Le collectif des veuves d'Inal, et l'activiste Cheikh Mezid, le 28 novembre 2015, lors de la commémoration des pendus du28 novembre 1990. Crédit : Mozaikrim/MLK

Le collectif des veuves d'Inal, et l'activiste Cheikh Mezid, le 28 novembre 2015, lors de la commémoration des pendus du28 novembre 1990. Crédit : Mozaikrim/MLK

Je n'ai personnellement jamais accepté, le terme "apartheid" quand les discussions en arrivent au racisme d'état en Mauritanie, qui existe depuis bientôt 35 ans. Ce serait insulter les sud-africains pour qui connaît historiquement les horreurs de ce système inhumain. Les mots ont de la valeur. Mais parler de "ségrégation raciale et culturelle" en Mauritanie n'est pas exagéré, ni un euphémisme. Ce sont les mots justes.

 

Quand un groupe idéologique, abêti des senteurs du baathisme, et d'un complexe identitaire de l'arabité, en arrive aveuglément, à clouer au piloris les autres cultures communautaires, et les noirs plus globalement, on peut parler de ségrégation culturelle et raciale. Cette idéologie de l'enclavement des identités, et de la désintégration des cultures communautaires, emprunte toutes les voies possibles pour que la Mauritanie soit oblitérée de toute trace d'origine culturelle ou historique autre que prétendument arabe. Même l'identité berbéro-bédouine proprement dite. Pour le faire, l'administration actuelle use de toutes ses structures, et de toutes ses forces pour faire garder une avance à la domination d'un groupe sur les autres, que ce soit au niveau administratif, éducatif, économique, militaire ou culturel. 

 

Prenons le service de santé : "Pour écarter les médecins noirs et/ou non-arabophones, le ministère de la santé, dans ses concours, pose deux questions : l'une technique, liée au domaine de compétence, en français, et l'autre de philosophie, en arabe, les deux ayant le même coefficient!" s'insurge ce jeune docteur, fraîchement rentré au pays. Une manière de dire sans concessions à ses yeux : soyez, et/ou parlez arabe (Hassanya en réalité), sinon allez-vous en.

 

Un autre exemple : les nominations au sommet policier en octobre 2016 : 46 nominations, toutes mauresques, à l'exception d'une qui fera figure de "couleur locale". Parlons d'unité nationale : c'est un coup de poing dans les côtes d'une nation encore incréée. Cette monocoloration se retrouve au niveau de tous les sommets bureaucratiques et des corps armés.

Le retournement de situation qui suit, pour ceux qui critiquent ce système, dans certaines bouches, est assez ubuesque : "tu es un raciste" m'a-t-on lâché une fois dans un café, où la discussion était assez passionnée. Un terrorisme intellectuel qui fait que tous les esprits savent, et la plupart se taisent ou usent d'euphémismes creux. Comme Houria Boutelja, "je n'ai pas les moyens d'être raciste", donc ce discours sera de plus en plus développé, martelé jusqu'à être entendu dorénavant, et repris notamment par une certaine jeunesse maure qui émerge et découvre avec horreur l'histoire de leur concitoyens noirs.
_ _ _
▸ **Consigne 1**:
Recopiez fidèlement chaque ligne des enregistrements qui suivent.
_ _ _
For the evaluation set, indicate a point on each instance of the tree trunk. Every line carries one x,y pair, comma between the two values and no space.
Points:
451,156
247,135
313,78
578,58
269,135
_ _ _
▸ **Consigne 2**:
Selon l'extrait fourni, à quels niveaux l'administration fait-elle garder une avance à la domination d'un groupe sur les autres ? Énumérez-les tous.

▸ **Réponse rédigée 1**:
For the evaluation set, indicate a point on each instance of the tree trunk. Every line carries one x,y pair, comma between the two values and no space.
Points:
451,156
247,135
313,78
578,58
269,135

▸ **Réponse rédigée 2**:
administratif, éducatif, économique, militaire, culturel